Raw records:
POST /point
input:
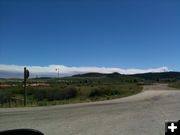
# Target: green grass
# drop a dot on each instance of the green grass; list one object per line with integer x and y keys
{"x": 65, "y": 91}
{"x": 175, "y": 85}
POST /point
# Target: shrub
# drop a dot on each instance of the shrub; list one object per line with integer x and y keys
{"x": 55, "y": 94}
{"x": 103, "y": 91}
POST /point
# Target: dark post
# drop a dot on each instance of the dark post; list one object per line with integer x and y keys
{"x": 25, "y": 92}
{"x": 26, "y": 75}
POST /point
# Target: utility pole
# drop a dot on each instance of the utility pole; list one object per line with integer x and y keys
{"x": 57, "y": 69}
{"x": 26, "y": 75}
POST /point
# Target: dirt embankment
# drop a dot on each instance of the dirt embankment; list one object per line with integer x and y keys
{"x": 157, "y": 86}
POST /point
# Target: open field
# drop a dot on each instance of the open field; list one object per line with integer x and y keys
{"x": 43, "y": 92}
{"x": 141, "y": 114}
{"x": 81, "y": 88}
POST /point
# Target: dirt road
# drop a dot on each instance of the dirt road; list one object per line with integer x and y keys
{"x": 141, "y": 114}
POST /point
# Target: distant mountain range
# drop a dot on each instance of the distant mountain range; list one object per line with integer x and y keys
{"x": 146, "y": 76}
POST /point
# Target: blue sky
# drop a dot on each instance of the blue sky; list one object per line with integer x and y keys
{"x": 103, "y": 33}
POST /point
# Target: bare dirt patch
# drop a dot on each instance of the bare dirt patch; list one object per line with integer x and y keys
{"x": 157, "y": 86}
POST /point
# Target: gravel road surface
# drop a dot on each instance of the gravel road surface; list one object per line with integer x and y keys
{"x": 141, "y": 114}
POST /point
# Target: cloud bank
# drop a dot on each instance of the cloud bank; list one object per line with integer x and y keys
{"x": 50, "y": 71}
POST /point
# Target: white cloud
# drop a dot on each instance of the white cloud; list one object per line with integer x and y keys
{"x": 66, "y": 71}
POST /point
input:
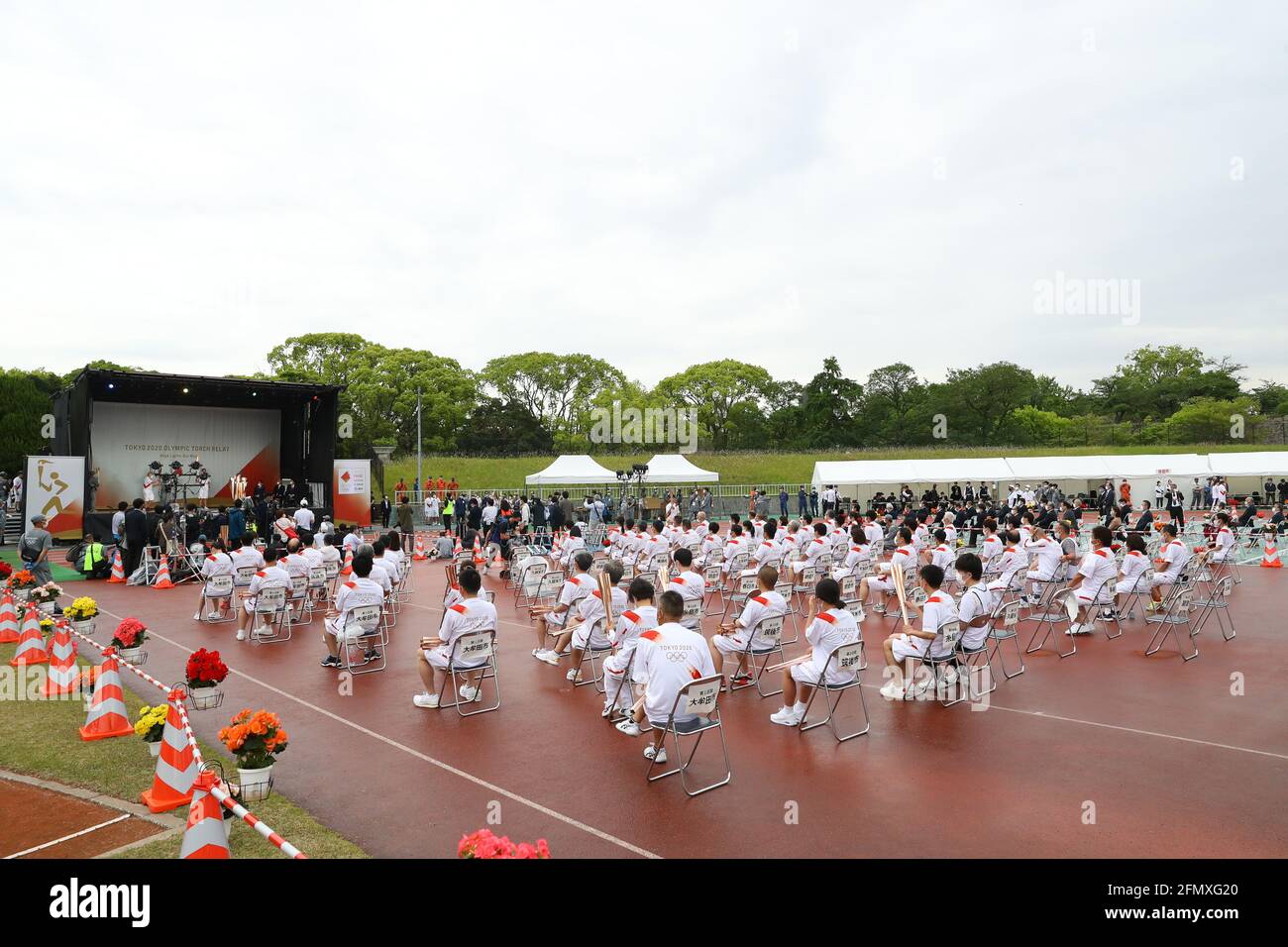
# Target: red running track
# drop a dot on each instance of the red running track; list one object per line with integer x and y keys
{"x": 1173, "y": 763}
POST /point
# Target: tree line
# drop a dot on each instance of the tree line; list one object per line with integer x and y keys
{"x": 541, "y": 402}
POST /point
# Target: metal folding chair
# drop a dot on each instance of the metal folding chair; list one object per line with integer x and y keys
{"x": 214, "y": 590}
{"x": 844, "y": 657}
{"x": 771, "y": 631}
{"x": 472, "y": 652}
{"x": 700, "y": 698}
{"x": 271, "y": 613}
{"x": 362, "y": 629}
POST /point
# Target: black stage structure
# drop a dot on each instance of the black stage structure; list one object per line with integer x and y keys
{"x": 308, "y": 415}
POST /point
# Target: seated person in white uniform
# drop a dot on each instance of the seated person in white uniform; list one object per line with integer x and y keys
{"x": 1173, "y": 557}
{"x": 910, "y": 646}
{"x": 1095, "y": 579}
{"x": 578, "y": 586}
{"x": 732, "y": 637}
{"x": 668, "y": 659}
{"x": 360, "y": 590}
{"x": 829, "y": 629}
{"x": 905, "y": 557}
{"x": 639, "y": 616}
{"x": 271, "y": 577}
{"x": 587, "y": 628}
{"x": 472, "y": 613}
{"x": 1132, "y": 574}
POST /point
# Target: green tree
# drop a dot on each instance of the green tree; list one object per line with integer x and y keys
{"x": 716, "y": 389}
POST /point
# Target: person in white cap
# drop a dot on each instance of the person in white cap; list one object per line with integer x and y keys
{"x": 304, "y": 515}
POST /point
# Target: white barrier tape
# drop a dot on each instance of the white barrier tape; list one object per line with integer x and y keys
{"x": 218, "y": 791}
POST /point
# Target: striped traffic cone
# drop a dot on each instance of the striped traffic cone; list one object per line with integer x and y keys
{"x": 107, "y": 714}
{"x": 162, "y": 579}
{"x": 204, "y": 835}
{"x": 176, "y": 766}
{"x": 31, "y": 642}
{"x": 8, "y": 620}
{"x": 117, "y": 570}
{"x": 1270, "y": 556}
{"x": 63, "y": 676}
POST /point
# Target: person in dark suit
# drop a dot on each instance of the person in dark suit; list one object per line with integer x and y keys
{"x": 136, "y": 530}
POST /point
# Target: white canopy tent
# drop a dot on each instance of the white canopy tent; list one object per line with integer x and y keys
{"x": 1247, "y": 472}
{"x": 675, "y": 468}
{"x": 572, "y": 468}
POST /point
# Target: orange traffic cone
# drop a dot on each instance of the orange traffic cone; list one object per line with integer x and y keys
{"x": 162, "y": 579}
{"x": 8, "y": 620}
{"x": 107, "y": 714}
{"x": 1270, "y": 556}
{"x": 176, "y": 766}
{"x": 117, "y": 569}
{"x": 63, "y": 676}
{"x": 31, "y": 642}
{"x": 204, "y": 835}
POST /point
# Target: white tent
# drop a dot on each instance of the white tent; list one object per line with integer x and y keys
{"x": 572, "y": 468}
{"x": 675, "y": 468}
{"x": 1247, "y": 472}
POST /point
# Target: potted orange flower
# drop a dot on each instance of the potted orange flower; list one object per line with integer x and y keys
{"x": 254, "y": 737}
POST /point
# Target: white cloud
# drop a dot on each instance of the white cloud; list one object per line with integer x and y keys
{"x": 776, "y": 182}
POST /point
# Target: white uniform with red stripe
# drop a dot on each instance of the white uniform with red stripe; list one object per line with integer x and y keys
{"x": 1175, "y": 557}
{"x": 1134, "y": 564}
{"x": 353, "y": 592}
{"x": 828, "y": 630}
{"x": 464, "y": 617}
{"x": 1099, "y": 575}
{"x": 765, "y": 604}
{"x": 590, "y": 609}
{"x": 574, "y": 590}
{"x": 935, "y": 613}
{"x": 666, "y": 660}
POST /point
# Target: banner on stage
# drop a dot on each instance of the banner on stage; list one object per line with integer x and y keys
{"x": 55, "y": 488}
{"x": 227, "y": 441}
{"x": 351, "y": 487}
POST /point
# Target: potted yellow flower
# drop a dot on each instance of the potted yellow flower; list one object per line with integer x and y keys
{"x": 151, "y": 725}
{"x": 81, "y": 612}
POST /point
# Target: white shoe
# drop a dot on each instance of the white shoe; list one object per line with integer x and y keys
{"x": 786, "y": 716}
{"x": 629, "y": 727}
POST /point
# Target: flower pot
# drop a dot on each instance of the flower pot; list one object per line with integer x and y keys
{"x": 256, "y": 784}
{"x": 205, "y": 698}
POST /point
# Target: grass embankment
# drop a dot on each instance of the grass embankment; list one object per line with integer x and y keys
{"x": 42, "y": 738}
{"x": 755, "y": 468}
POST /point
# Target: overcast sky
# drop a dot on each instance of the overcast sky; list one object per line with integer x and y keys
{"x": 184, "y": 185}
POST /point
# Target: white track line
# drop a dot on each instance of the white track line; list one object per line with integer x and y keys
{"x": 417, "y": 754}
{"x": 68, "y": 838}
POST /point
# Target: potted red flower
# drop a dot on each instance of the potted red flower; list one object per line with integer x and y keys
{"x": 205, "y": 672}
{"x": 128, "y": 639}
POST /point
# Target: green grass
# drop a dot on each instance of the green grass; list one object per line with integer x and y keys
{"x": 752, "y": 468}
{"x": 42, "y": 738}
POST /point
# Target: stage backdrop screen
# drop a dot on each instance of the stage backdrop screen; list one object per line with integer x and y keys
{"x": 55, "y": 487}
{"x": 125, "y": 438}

Brief: Omit every picture, then reproduce the rest of the listing exactly.

Complete output:
POST /point
input:
# Target: green grass
# drop a dot on each instance of the green grass; list one object per line with integer x and y keys
{"x": 65, "y": 91}
{"x": 175, "y": 85}
POST /point
# Target: shrub
# drop a dot on each instance of the shrub; list one object per line with integer x and y keys
{"x": 55, "y": 94}
{"x": 103, "y": 91}
POST /point
# Target: dark post
# drop a dot on each instance of the dark post; list one object per line with integer x and y keys
{"x": 25, "y": 92}
{"x": 26, "y": 75}
POST /point
# Target: utility pole
# drop a dot on each instance of the utility pole; list one object per line with integer x and y keys
{"x": 57, "y": 69}
{"x": 26, "y": 75}
POST /point
# Target: dirt embankment
# drop a dot on each instance of the dirt embankment; list one object per line with integer x and y keys
{"x": 157, "y": 86}
POST /point
# Target: open field
# drop a dot on each instance of the open field; list one object per line with integer x and y keys
{"x": 43, "y": 92}
{"x": 141, "y": 114}
{"x": 81, "y": 88}
POST /point
# Target: dirt road
# drop a dot on each instance of the dirt road; list one object per line with integer x and y keys
{"x": 141, "y": 114}
POST /point
# Target: distant mountain range
# drop a dot on each instance of the distant mountain range; list one object per line with integer x and y keys
{"x": 146, "y": 76}
POST /point
# Target: blue sky
# drop a dot on each instance of the blue sky; list one object per line with integer x and y keys
{"x": 103, "y": 33}
POST /point
# Target: bare dirt patch
# drop a dot on each instance of the bare dirt patch; list one object per line with integer x and y keys
{"x": 157, "y": 86}
POST /point
# Target: gravel road surface
# drop a dot on each instance of the gravel road surface; list one object per line with integer x and y keys
{"x": 141, "y": 114}
POST /point
# Target: cloud bank
# drop a dot on each instance of the cloud bank; list one object per line with integer x and y keys
{"x": 50, "y": 71}
POST /point
# Target: white cloud
# drop a dot on each instance of the white cloud; list one object per line with integer x and y keys
{"x": 66, "y": 71}
POST /point
input:
# Target: red running track
# drop a dot on each instance of the red running track; list one object per line with integer x and y keys
{"x": 1173, "y": 763}
POST /point
# Target: tree line
# drop a dot on each instance of the tree line; list one object per line with integer x and y keys
{"x": 541, "y": 402}
POST /point
# Target: metal folding chair
# drop a dot on each instance of the metal folding chair; list one object per line with integer x and y keys
{"x": 214, "y": 590}
{"x": 844, "y": 657}
{"x": 771, "y": 631}
{"x": 472, "y": 652}
{"x": 700, "y": 698}
{"x": 271, "y": 613}
{"x": 362, "y": 629}
POST /point
# Target: black stage structure
# drop a dot on each instance of the black stage structure; list one object per line with integer x and y keys
{"x": 308, "y": 415}
POST /point
# Target: seated person in white uniform
# drop a dot on each instance of the seated person in white uniform; list one object per line with integer x and y keys
{"x": 1173, "y": 557}
{"x": 910, "y": 646}
{"x": 1095, "y": 579}
{"x": 578, "y": 586}
{"x": 732, "y": 637}
{"x": 668, "y": 659}
{"x": 360, "y": 590}
{"x": 829, "y": 629}
{"x": 905, "y": 557}
{"x": 639, "y": 616}
{"x": 271, "y": 577}
{"x": 587, "y": 628}
{"x": 472, "y": 613}
{"x": 1132, "y": 574}
POST /point
# Target: green tree
# drop a dot on each instance of the green tree; list one object per line with integer x and y keys
{"x": 716, "y": 389}
POST /point
# Target: person in white cap
# drop a dot on each instance of the person in white cap; list one object per line with integer x and y keys
{"x": 304, "y": 515}
POST /point
# Target: white barrier tape
# drop a dot on each instance of the white barrier tape; list one object per line with integer x and y keys
{"x": 218, "y": 791}
POST /point
# Target: striped traffic cone
# drop a dot on each instance of the striped traffic cone; list one object per line with integer x and y keys
{"x": 107, "y": 714}
{"x": 162, "y": 579}
{"x": 204, "y": 835}
{"x": 176, "y": 766}
{"x": 31, "y": 642}
{"x": 8, "y": 620}
{"x": 117, "y": 570}
{"x": 1270, "y": 556}
{"x": 63, "y": 676}
POST /point
# Target: person in dark suit
# drop a dot on each instance of the person in dark suit; list one object per line with integer x and y keys
{"x": 136, "y": 530}
POST /point
# Target: white canopy tent
# drop a dot on each instance of the white canopy tent; list one object per line with integer x and y keys
{"x": 1247, "y": 472}
{"x": 675, "y": 468}
{"x": 572, "y": 468}
POST /point
# Target: orange traffic cone
# drop a dot on each instance of the orange traffic cone; list one object per line with integer x and y keys
{"x": 162, "y": 579}
{"x": 8, "y": 620}
{"x": 107, "y": 714}
{"x": 1270, "y": 556}
{"x": 176, "y": 766}
{"x": 117, "y": 569}
{"x": 63, "y": 676}
{"x": 31, "y": 642}
{"x": 204, "y": 835}
POST /point
# Target: white tent
# drop a dot on each instance of the white tent; list one object per line with integer x and y keys
{"x": 572, "y": 468}
{"x": 675, "y": 468}
{"x": 1247, "y": 472}
POST /point
# Target: potted orange flower
# drop a dot on each instance of the potted orange flower; list one object per line with integer x and y keys
{"x": 254, "y": 737}
POST /point
# Target: white cloud
# drop a dot on each instance of the white cloud; list one object per line with integer x and y keys
{"x": 776, "y": 182}
POST /point
# Target: white uniform with red stripe
# drop a dot on each instance of the white uniform with red stripe; list one object per line with integer x and y keys
{"x": 1175, "y": 557}
{"x": 1134, "y": 564}
{"x": 353, "y": 592}
{"x": 828, "y": 630}
{"x": 464, "y": 617}
{"x": 1099, "y": 575}
{"x": 765, "y": 604}
{"x": 590, "y": 609}
{"x": 574, "y": 590}
{"x": 935, "y": 613}
{"x": 666, "y": 660}
POST /point
# Target: banner on stage
# drop a dot on each instance of the banner on stage; list one object per line with integer x and y keys
{"x": 55, "y": 488}
{"x": 227, "y": 441}
{"x": 351, "y": 487}
POST /point
# Target: potted yellow flower
# drop a dot on each instance of the potted yellow flower; list one object per line with integer x and y keys
{"x": 151, "y": 725}
{"x": 81, "y": 612}
POST /point
# Target: white shoe
# drop a dot on each instance of the white shoe; list one object per line with integer x and y keys
{"x": 786, "y": 716}
{"x": 629, "y": 727}
POST /point
# Target: flower pot
# drop a dot on each instance of the flower pot; list one object per line with integer x and y keys
{"x": 256, "y": 784}
{"x": 205, "y": 698}
POST /point
# Target: grass embankment
# drop a dot on each instance of the grass embankment; list one object per line with integer x and y keys
{"x": 42, "y": 738}
{"x": 755, "y": 468}
POST /point
# Target: overcast sky
# drop a dot on each instance of the overcast sky; list one object per line with integer x and y keys
{"x": 184, "y": 185}
POST /point
# Target: white track line
# drop a dot on each instance of the white track line; list one object per line with integer x and y keys
{"x": 417, "y": 754}
{"x": 68, "y": 838}
POST /point
# Target: potted red flower
# drop a dot on each instance of the potted red flower; list one object per line with integer x and y keys
{"x": 205, "y": 672}
{"x": 128, "y": 639}
POST /point
# Target: green grass
# drop a dot on each instance of the green grass; list one object per line with integer x and y keys
{"x": 752, "y": 468}
{"x": 42, "y": 738}
POST /point
# Target: stage backdrop screen
# drop a dot on each instance of the stage backdrop screen; list one object per line with integer x and y keys
{"x": 55, "y": 487}
{"x": 125, "y": 438}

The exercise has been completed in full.